▶ Record list:
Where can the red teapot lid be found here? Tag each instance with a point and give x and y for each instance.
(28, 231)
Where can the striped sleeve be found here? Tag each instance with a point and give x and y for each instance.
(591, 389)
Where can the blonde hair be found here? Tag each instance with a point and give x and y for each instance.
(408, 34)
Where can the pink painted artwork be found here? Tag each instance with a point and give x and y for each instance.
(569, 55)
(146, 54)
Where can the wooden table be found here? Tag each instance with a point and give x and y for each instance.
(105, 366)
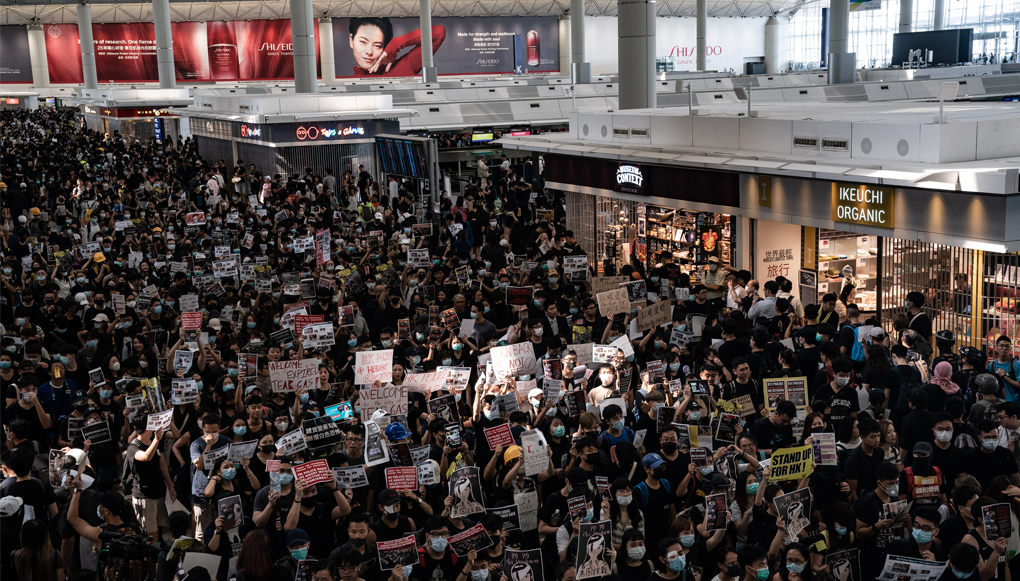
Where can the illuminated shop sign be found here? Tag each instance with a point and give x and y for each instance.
(864, 204)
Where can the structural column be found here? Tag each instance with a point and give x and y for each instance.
(842, 64)
(303, 36)
(37, 53)
(939, 22)
(702, 14)
(580, 71)
(164, 44)
(635, 29)
(428, 73)
(326, 60)
(564, 44)
(906, 15)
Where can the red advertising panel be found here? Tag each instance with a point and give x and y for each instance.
(252, 50)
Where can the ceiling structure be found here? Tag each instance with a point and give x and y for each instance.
(30, 11)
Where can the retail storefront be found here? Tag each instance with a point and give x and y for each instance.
(958, 249)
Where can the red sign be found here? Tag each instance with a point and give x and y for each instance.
(191, 321)
(301, 321)
(313, 472)
(499, 435)
(405, 478)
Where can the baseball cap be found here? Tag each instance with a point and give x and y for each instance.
(652, 461)
(511, 453)
(297, 536)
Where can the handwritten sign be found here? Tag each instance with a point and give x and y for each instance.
(371, 366)
(288, 376)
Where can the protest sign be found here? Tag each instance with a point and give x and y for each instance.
(402, 478)
(289, 376)
(615, 301)
(791, 464)
(593, 540)
(474, 538)
(512, 360)
(371, 366)
(313, 472)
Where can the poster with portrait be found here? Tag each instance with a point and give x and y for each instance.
(466, 491)
(593, 541)
(523, 565)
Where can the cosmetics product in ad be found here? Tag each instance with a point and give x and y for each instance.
(533, 48)
(223, 64)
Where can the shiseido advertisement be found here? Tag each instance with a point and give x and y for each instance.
(15, 66)
(392, 47)
(250, 50)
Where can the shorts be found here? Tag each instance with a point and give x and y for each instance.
(150, 513)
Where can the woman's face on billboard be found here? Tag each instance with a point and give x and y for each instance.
(367, 46)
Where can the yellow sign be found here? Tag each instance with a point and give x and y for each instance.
(864, 204)
(791, 464)
(765, 191)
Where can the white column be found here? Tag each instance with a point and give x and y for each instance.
(37, 52)
(773, 43)
(326, 60)
(428, 73)
(303, 37)
(635, 30)
(564, 44)
(87, 45)
(580, 70)
(164, 44)
(702, 13)
(906, 15)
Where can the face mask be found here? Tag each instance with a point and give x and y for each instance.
(438, 544)
(678, 564)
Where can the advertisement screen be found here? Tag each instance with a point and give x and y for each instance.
(392, 47)
(15, 65)
(250, 50)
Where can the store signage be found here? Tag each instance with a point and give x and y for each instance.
(312, 133)
(629, 178)
(864, 204)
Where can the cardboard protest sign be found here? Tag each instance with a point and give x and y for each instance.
(474, 538)
(289, 376)
(791, 464)
(371, 366)
(321, 431)
(615, 301)
(313, 472)
(466, 491)
(402, 478)
(593, 540)
(516, 359)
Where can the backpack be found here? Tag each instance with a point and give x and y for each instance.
(643, 494)
(124, 557)
(858, 353)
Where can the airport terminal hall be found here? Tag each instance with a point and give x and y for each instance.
(510, 289)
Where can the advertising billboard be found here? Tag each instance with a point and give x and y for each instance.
(15, 65)
(392, 47)
(250, 50)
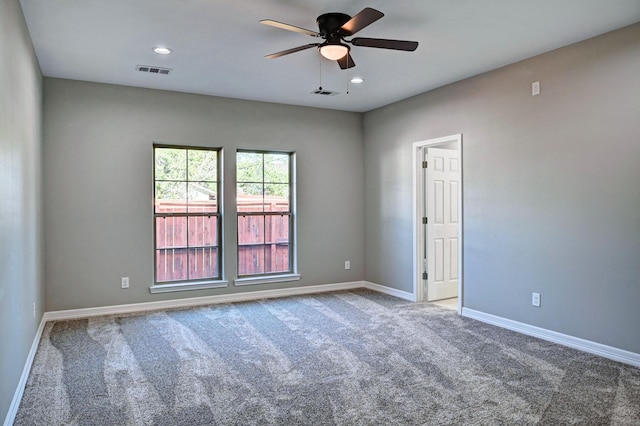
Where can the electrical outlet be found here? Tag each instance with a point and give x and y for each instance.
(535, 88)
(535, 299)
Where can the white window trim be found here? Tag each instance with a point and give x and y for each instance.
(266, 279)
(201, 285)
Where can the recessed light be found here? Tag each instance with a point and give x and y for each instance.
(162, 50)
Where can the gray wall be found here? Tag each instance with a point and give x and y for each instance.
(98, 185)
(551, 194)
(20, 193)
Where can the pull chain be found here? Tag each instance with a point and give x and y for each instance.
(320, 63)
(348, 57)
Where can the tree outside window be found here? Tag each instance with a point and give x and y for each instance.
(265, 217)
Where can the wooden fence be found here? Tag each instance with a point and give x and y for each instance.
(186, 247)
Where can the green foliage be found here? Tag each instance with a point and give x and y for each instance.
(258, 173)
(176, 167)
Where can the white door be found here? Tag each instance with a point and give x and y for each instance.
(441, 192)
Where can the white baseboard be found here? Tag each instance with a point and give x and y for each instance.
(17, 396)
(605, 351)
(197, 301)
(390, 291)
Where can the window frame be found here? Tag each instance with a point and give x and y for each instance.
(291, 274)
(191, 283)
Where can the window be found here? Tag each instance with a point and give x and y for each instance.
(265, 214)
(187, 215)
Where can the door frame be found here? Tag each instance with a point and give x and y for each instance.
(419, 211)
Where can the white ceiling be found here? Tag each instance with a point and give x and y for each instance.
(219, 45)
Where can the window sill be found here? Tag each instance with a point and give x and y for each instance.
(267, 279)
(202, 285)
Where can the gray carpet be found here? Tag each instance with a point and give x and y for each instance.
(345, 358)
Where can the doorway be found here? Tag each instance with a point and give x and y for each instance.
(437, 224)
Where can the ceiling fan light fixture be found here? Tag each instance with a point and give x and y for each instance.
(161, 50)
(334, 51)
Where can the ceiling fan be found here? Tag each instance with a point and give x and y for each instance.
(334, 28)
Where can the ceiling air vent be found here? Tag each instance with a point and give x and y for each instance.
(324, 92)
(153, 70)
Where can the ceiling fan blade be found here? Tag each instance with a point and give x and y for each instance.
(288, 27)
(294, 50)
(346, 62)
(366, 17)
(384, 43)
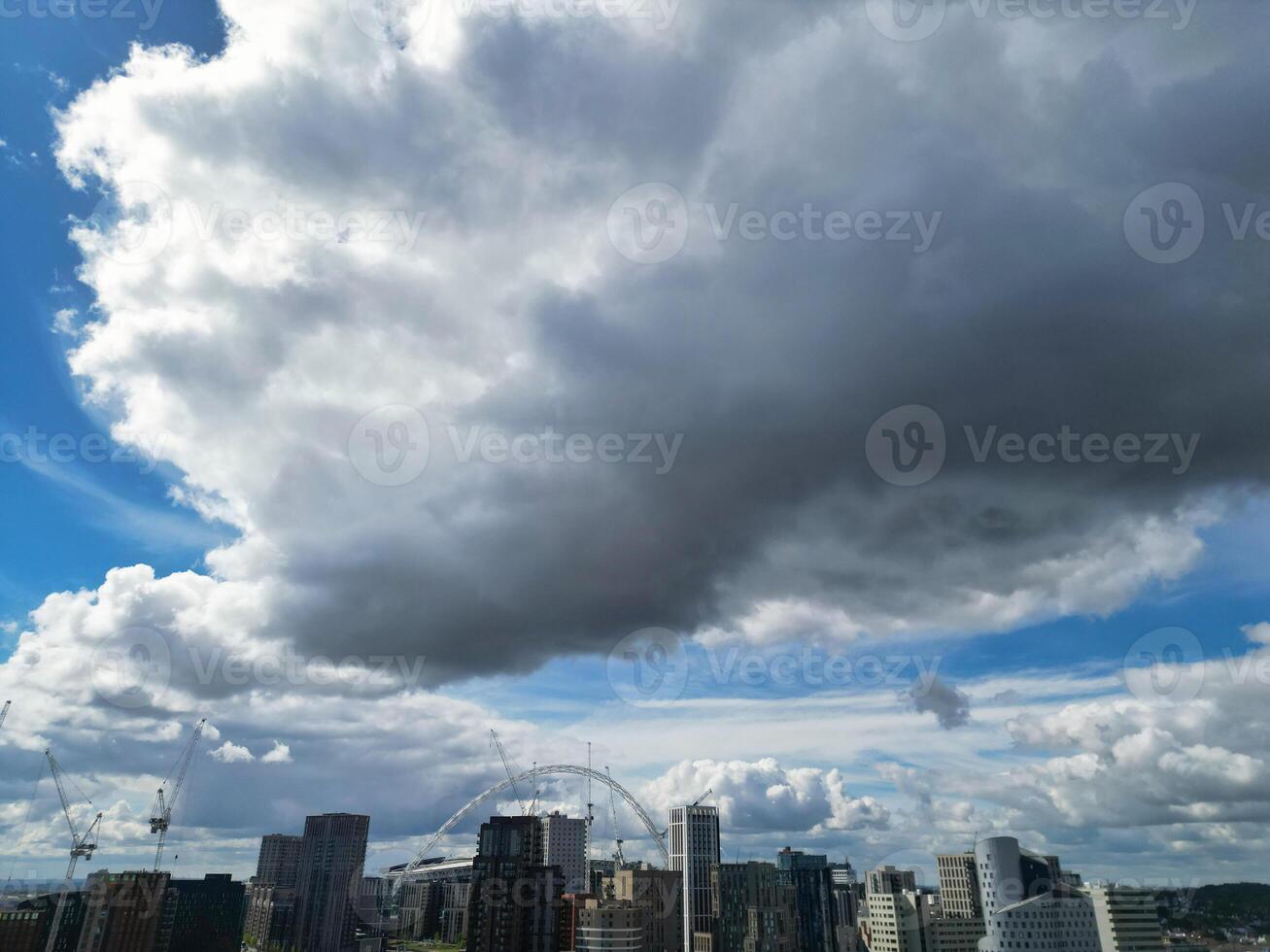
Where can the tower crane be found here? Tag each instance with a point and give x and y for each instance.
(617, 835)
(160, 814)
(80, 845)
(507, 766)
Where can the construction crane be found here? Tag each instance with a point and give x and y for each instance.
(617, 836)
(80, 845)
(507, 766)
(160, 814)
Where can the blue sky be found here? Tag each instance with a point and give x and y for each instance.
(257, 360)
(69, 527)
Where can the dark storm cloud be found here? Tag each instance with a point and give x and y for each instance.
(1026, 314)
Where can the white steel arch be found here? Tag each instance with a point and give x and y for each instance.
(549, 770)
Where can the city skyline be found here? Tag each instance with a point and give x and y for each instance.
(856, 415)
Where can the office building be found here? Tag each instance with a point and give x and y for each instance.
(608, 927)
(959, 886)
(570, 904)
(601, 876)
(124, 913)
(659, 893)
(564, 844)
(331, 857)
(422, 894)
(906, 918)
(755, 910)
(954, 934)
(809, 876)
(1128, 919)
(278, 861)
(694, 849)
(842, 873)
(203, 915)
(67, 906)
(514, 899)
(271, 917)
(888, 878)
(452, 917)
(23, 931)
(1025, 906)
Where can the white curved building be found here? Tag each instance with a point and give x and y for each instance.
(1026, 906)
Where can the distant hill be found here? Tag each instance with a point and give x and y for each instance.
(1217, 909)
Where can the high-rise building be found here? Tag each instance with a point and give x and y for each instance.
(959, 886)
(271, 917)
(661, 894)
(897, 911)
(1025, 907)
(67, 906)
(844, 895)
(694, 849)
(842, 873)
(1128, 919)
(421, 901)
(331, 857)
(755, 909)
(271, 894)
(124, 913)
(203, 915)
(278, 862)
(809, 876)
(452, 918)
(21, 931)
(601, 876)
(564, 844)
(888, 878)
(608, 927)
(514, 899)
(905, 918)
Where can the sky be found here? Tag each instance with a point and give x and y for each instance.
(851, 409)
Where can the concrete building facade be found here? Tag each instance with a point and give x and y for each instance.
(694, 847)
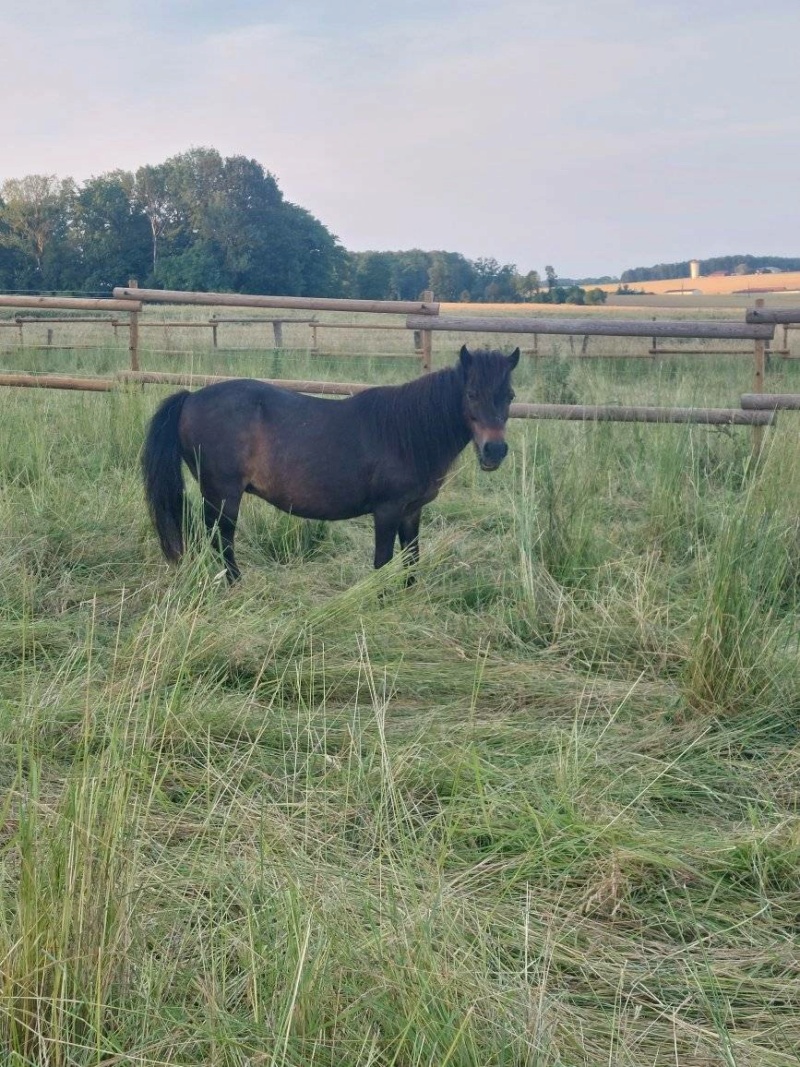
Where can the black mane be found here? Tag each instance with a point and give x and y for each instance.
(424, 418)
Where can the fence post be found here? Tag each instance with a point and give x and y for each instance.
(133, 331)
(427, 337)
(758, 361)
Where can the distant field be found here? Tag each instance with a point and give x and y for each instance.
(746, 286)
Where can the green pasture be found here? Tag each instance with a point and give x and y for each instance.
(541, 809)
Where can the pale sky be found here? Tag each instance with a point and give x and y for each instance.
(590, 134)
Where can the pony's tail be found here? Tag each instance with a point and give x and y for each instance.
(163, 478)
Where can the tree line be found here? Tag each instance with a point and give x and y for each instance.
(203, 222)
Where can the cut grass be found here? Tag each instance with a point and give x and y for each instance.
(539, 809)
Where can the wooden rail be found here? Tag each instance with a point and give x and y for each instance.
(770, 401)
(164, 378)
(763, 415)
(73, 303)
(59, 382)
(725, 329)
(612, 413)
(772, 315)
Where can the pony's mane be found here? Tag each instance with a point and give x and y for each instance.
(425, 417)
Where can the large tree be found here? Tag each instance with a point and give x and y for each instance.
(35, 213)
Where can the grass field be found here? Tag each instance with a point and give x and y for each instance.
(541, 809)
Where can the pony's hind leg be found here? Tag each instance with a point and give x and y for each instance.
(220, 516)
(409, 537)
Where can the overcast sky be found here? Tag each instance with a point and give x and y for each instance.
(590, 134)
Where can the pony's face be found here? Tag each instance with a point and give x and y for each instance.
(488, 396)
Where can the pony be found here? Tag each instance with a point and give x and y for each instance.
(384, 451)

▶ Exercise objective:
Reproduce the listing starting at the line containing "Where can the wooden rail" and ending at its final line, requests included. Shift every x and y coordinate in the answers up by 46.

▶ Solution:
Where can the wooden rail be found here? Tag each instance with a point and give x and y for each instance.
(816, 447)
(210, 424)
(809, 461)
(119, 349)
(105, 428)
(771, 375)
(658, 459)
(818, 361)
Where can the pony's mane be found here? Tag each instance with a point and give x and y for each instance.
(471, 463)
Where can the large tree be found here? Tag each instance with a point and give x and y for each instance.
(81, 259)
Where can the grass field be found here? Tag each instance with a point and give x and y for each instance.
(587, 855)
Where can the pony's hind leg be found here? Tag each instance with a point and give x and y for each instance.
(266, 562)
(455, 583)
Where can the overcast sky be found here? Tag each instance with a point and give x and y for each instance.
(636, 180)
Where can the pony's face be found here? Tag each instance with a point and give x and y for each instance.
(534, 442)
Where can the pony be found here? Tag each instance with a point and give x and y for each instance.
(430, 497)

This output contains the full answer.